:: Task to complete ::
Rewrite the data starting at the line containing "the gray floor." and ending at the end of the data, swapping every "Kindly" for "Please" and leaving everything else the same.

:: Provided records ::
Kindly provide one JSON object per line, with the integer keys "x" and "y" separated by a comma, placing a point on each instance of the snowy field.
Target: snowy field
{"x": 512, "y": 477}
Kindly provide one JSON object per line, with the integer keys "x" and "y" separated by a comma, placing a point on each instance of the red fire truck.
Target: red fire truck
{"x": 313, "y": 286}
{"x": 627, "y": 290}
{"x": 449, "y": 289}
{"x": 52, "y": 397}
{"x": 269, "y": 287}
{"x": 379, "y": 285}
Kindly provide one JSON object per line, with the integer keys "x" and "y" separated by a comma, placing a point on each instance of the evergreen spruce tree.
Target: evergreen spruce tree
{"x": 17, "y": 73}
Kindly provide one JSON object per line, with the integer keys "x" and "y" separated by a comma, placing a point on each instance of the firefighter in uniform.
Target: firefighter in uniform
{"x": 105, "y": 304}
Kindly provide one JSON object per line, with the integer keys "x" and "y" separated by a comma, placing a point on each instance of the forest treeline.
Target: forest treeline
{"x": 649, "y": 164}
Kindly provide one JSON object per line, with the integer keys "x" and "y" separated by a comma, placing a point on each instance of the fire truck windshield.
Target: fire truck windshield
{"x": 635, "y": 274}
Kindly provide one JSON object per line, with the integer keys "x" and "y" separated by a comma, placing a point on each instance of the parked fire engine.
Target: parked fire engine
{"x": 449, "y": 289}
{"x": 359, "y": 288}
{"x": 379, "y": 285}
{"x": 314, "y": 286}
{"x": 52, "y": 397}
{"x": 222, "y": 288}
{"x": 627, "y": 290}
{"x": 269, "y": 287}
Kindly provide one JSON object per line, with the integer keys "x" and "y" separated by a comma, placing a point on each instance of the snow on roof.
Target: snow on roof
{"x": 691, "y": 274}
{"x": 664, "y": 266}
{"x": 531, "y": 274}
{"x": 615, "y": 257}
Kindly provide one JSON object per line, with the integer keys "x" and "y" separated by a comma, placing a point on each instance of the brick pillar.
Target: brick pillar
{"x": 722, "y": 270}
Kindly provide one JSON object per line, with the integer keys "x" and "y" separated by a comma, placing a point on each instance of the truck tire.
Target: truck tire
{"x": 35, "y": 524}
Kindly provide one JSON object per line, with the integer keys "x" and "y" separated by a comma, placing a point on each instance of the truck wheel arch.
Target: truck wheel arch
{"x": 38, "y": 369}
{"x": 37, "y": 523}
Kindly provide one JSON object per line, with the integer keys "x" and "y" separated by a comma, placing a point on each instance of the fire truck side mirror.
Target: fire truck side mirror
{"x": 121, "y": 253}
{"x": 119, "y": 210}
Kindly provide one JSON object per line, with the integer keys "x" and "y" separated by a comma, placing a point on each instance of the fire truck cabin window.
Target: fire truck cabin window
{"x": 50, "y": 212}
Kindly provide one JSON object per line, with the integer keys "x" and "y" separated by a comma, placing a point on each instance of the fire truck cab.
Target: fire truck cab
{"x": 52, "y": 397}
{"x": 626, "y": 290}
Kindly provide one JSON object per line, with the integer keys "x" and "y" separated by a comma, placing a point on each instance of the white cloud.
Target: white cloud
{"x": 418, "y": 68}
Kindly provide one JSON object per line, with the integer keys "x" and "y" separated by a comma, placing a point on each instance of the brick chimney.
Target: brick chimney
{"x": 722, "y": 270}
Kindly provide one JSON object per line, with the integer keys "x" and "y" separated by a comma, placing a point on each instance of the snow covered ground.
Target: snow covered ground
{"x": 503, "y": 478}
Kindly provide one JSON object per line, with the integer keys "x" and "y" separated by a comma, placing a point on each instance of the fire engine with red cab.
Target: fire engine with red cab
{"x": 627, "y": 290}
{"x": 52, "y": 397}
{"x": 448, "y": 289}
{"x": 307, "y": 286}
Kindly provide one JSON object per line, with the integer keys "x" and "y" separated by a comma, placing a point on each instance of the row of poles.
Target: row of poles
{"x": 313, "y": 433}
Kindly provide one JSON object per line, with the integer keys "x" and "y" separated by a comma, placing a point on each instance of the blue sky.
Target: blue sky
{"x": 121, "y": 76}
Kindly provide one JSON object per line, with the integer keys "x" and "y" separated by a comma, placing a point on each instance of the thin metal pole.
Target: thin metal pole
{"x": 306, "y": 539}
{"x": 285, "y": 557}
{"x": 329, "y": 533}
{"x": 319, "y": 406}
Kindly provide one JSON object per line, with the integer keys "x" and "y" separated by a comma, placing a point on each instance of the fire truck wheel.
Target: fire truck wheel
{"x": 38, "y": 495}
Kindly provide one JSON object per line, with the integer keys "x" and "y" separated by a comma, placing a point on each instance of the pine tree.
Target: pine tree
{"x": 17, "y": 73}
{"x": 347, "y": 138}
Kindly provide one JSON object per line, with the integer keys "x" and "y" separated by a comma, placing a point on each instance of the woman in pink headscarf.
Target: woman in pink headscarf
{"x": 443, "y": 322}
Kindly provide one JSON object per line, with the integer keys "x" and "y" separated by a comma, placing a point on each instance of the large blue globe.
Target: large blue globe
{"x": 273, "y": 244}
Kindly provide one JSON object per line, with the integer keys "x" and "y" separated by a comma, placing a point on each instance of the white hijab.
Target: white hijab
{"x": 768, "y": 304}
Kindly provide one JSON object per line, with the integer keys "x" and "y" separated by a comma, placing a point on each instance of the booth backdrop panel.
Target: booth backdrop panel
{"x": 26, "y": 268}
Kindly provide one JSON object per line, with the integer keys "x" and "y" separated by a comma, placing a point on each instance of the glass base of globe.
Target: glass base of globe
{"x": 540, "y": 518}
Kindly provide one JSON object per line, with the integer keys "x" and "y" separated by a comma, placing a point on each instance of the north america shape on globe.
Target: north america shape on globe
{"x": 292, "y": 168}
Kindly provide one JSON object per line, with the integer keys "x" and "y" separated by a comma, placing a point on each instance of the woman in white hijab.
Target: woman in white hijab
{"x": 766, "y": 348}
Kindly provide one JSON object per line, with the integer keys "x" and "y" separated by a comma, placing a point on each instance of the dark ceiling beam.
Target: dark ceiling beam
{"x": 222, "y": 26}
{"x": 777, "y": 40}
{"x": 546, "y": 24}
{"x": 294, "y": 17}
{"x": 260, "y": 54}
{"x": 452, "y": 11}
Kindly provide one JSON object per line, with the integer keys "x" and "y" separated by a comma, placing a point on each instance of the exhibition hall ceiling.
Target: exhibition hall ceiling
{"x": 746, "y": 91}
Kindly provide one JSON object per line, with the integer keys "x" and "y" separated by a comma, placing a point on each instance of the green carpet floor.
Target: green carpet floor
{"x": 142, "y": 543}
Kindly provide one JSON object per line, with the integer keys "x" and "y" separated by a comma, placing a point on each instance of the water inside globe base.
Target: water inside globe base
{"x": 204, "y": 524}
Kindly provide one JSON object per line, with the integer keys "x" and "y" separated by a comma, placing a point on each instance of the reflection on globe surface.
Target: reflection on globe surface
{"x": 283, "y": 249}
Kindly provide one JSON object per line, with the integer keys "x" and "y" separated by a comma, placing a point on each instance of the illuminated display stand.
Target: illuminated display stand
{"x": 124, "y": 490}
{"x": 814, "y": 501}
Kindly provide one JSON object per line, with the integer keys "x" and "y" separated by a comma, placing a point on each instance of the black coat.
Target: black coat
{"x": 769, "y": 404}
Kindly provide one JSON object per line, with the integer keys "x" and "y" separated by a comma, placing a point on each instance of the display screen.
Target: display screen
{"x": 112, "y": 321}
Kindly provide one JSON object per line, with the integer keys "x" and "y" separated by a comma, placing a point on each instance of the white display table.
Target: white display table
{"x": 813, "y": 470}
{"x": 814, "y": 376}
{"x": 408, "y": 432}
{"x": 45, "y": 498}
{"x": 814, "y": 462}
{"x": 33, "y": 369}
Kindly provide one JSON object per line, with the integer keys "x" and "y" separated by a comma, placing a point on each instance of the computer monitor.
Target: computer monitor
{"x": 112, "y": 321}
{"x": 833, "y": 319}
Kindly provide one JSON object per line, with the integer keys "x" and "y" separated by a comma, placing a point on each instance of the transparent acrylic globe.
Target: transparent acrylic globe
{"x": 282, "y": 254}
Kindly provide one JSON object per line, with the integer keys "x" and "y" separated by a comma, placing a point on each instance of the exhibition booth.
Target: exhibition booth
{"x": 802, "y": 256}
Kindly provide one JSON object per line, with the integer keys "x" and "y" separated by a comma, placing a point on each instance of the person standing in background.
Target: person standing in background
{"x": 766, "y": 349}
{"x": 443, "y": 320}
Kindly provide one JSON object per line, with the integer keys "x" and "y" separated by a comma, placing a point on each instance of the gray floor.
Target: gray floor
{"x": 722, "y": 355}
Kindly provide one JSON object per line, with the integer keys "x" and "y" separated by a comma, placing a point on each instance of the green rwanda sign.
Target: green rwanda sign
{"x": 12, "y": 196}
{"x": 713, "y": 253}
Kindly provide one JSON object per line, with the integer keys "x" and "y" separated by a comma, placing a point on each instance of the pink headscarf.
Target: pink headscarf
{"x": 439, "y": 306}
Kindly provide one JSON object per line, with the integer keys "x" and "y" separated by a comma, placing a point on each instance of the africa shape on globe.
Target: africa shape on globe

:: Exercise response ::
Please provide one JSON object per line, with the integer keys "x" and "y" separated by a comma, placing a point on each instance of the gray floor.
Target: gray floor
{"x": 722, "y": 355}
Please provide one JSON object per line, with the integer keys "x" and "y" separated by a comma, placing a point on each instance of the green rwanda sign.
Target: green rwanda sign
{"x": 12, "y": 196}
{"x": 713, "y": 253}
Please provide one JSON object per line, with the integer keys "x" and "y" separated by a comma, placing a point on each instance of the pink headscarf.
Target: pink headscarf
{"x": 439, "y": 306}
Please provide one JSON object per line, with the integer keys "x" and "y" separated by a comma, placing a point on each instance of the africa shape on globe.
Target: africa shape on globe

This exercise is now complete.